START Source excerpt
It’s easy, when you don’t like something, to strip it down to its bare bones and say, well, it’s just a mixture of this and that, and all it is this crap character doing this with that crap character. Watch, let’s take Casa Blanca for instance, which I thought was a horribly boring and crap story.
Casa Blanca is all about a stuck-up bitch who can’t make up her mind and the emo , pathetic loser who can’t get off his ass and get over her already.
Is there more to their story? Well, of course. But there’s more to Edward and Bella then a creepy stalker guy and a snobby girl too. Does that mean you should like Twilight or I should like Casa Blanca.
Hell no – cuz personally, I refuse to like Casa Blanca.
High Fidelity was good though. Not up to the standards of Eternal Sunshine of the Spotless Mind, but very good nonetheless. The book was even better.
Oh – and comparing Robert to Corey Feldman?! I mean… seriously, you need to check the ol’ eyes. I can’t find even one feature that they have similar.
@Herman The point was that I don’t think with my genitalia. That was a reaction to your seeming not to be able to enjoy a romance without thinking the leading man is effeminate and your, frankly, ridiculous attitude about what makes a man manly. It has been my experience that men who think this way are much more insecure about their manhood than they want to believe. You know – the types of boys who refused to go within 100 yards of Brokeback Mountain ( a very good film).
The Dark Knight is as close to perfection as I’ve seen, and believe me when I say calling me a movie buff would be putting it mildly. It has to do with a combination of factors – amazing acting, a deep, profound (and yes I’ve been using those words a lot in these responses, but they are simple and to the point for what I want to say) story line, killer action, incredible cinematography. I mean – action movies are like romance movies, they’re enjoyable but usually not…GREAT, epic, deserving of being on the top lists of anything. The Dark Knight is not only a comic book movie but an exploration of the very nature of good and evil. It ’s astounding. But arguing favorite films is pointless as there are no facts involved – only opinion. I didn’t like 2001 a Space Odyssey, though, Like Citizen Kane which I also disliked, I can certainly see its qualities. The rest of the movies you listed I must confess I haven’t gotten around to seeing, though they are all on my list. Rest assured, if any of them top the experience that was Dark Knight for me, then I will gladly rearrange my favorites list. I have to admit I haven’t ranked Dark Knight yet. I need to study it a bit more before I give it a place in my tops list.
For the record, the heroine getting obliterated is neither new nor refreshing. It’s been done. Not only that, but the character was not so much the heroine as she was the love interest. The love interest frequently gets destroyed. But repetition of theme, as I’ve stated numerous times, is only to be expected. All the “new” in the universe was done before the time of the Greeks. It’s a matter of presentation at this point.
END Source excerpt
START Dataset content
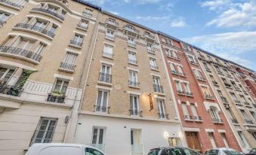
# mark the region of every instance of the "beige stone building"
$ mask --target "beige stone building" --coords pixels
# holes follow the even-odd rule
[[[233,62],[201,49],[195,48],[194,53],[242,150],[255,147],[255,99],[232,67]]]
[[[72,142],[100,12],[92,7],[0,1],[0,154]]]

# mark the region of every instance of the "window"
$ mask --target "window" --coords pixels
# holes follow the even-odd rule
[[[96,111],[107,112],[108,111],[109,91],[99,90],[97,93]]]
[[[93,149],[93,148],[86,147],[85,151],[85,155],[103,155],[100,151],[95,149]]]
[[[113,57],[113,46],[105,44],[103,56],[109,58]]]
[[[1,11],[0,12],[0,21],[6,21],[8,17],[11,16],[10,14],[8,14],[8,13],[5,13],[5,12],[3,12],[3,11]]]
[[[244,147],[249,147],[250,146],[249,146],[248,143],[247,142],[245,137],[244,134],[242,133],[242,132],[238,131],[237,133],[239,135],[241,141],[242,142],[242,145]]]
[[[165,118],[165,103],[162,99],[156,99],[159,118]]]
[[[79,24],[79,26],[85,29],[87,29],[88,28],[88,24],[89,24],[89,22],[88,20],[81,20]]]
[[[112,31],[110,29],[107,29],[106,30],[106,36],[110,38],[115,38],[115,32],[114,31]]]
[[[174,81],[174,82],[175,82],[177,90],[180,93],[182,93],[183,90],[182,90],[182,87],[181,87],[180,82],[179,81]]]
[[[193,116],[197,120],[198,119],[198,114],[197,114],[196,105],[191,105],[190,108],[191,108],[191,111],[192,111]]]
[[[57,92],[62,94],[65,94],[69,86],[69,81],[57,79],[55,82],[52,92]]]
[[[15,69],[0,67],[0,84],[7,84]]]
[[[137,65],[136,53],[128,51],[128,62]]]
[[[150,57],[150,63],[151,69],[158,70],[158,67],[156,65],[156,60],[154,58]]]
[[[208,135],[209,136],[211,145],[213,148],[217,148],[217,145],[214,141],[213,132],[208,132]]]
[[[95,144],[103,144],[103,138],[104,138],[104,127],[98,127],[94,126],[92,129],[93,135],[92,135],[92,141],[91,144],[94,146]]]
[[[30,145],[34,143],[51,143],[57,120],[55,118],[41,117]]]
[[[102,82],[111,83],[111,65],[102,64],[99,81]]]
[[[224,132],[221,132],[221,135],[222,140],[224,142],[225,147],[229,147],[228,143],[227,141],[226,134]]]
[[[181,108],[182,108],[182,111],[183,111],[183,114],[184,114],[185,118],[187,118],[187,117],[189,117],[190,114],[189,114],[189,111],[187,110],[187,104],[186,103],[182,103],[181,104]],[[190,117],[188,117],[188,118],[190,118]]]
[[[130,114],[138,115],[139,114],[139,96],[136,95],[130,96]]]
[[[129,70],[129,86],[139,87],[137,82],[137,71]]]

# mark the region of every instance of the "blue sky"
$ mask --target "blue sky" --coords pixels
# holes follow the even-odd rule
[[[256,71],[256,0],[88,0]]]

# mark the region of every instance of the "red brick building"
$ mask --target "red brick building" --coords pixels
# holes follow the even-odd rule
[[[162,32],[159,38],[188,147],[241,150],[193,48]]]

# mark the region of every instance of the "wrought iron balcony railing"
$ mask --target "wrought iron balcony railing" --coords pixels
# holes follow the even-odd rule
[[[131,86],[131,87],[140,87],[140,83],[137,81],[128,81],[128,84],[129,86]]]
[[[142,117],[142,111],[138,111],[137,109],[130,109],[130,115],[138,115]]]
[[[40,62],[42,56],[31,51],[8,46],[0,46],[0,53],[10,53]]]
[[[94,105],[95,111],[106,112],[109,114],[110,107],[101,106],[101,105]]]
[[[169,114],[166,114],[163,113],[158,113],[158,114],[160,119],[163,119],[163,118],[169,119]]]
[[[20,96],[23,89],[18,87],[10,86],[7,84],[0,84],[0,93],[14,96]]]
[[[61,20],[64,20],[64,15],[63,14],[58,14],[56,12],[54,12],[52,11],[45,9],[45,8],[32,8],[32,11],[39,11],[39,12],[43,12],[43,13],[46,13],[48,14],[51,16],[54,16]]]
[[[51,93],[48,94],[48,96],[47,98],[47,101],[48,102],[56,102],[56,103],[64,103],[64,100],[65,100],[65,95],[62,95],[62,96],[54,96]]]
[[[23,5],[19,5],[17,3],[14,3],[10,0],[0,0],[0,3],[3,3],[12,7],[15,7],[15,8],[21,8],[23,7]]]
[[[99,81],[112,83],[112,74],[100,72]]]
[[[54,38],[54,35],[55,35],[55,34],[54,32],[48,31],[48,30],[47,30],[44,28],[39,27],[39,26],[33,26],[33,25],[26,24],[26,23],[18,23],[14,27],[35,31],[35,32],[38,32],[39,33],[42,33],[44,35],[46,35],[49,37],[51,37],[51,38]]]
[[[154,84],[154,91],[156,93],[164,93],[164,90],[162,89],[162,86]]]
[[[74,71],[76,65],[65,62],[60,62],[60,68]]]
[[[75,45],[75,46],[77,46],[77,47],[82,47],[82,42],[79,42],[79,41],[74,41],[74,40],[71,40],[70,41],[70,44],[72,44],[72,45]]]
END Dataset content
> [Brief]:
Answer these questions using the movie discussion above:
(a) Which film does the writer say was good but not up to the standards of Eternal Sunshine of the Spotless Mind?
(b) Which film does the writer describe in parentheses as "a very good film"?
(c) Which film, besides 2001 a Space Odyssey, does the writer say they also disliked?

> [Solution to this exercise]:
(a) High Fidelity
(b) Brokeback Mountain
(c) Citizen Kane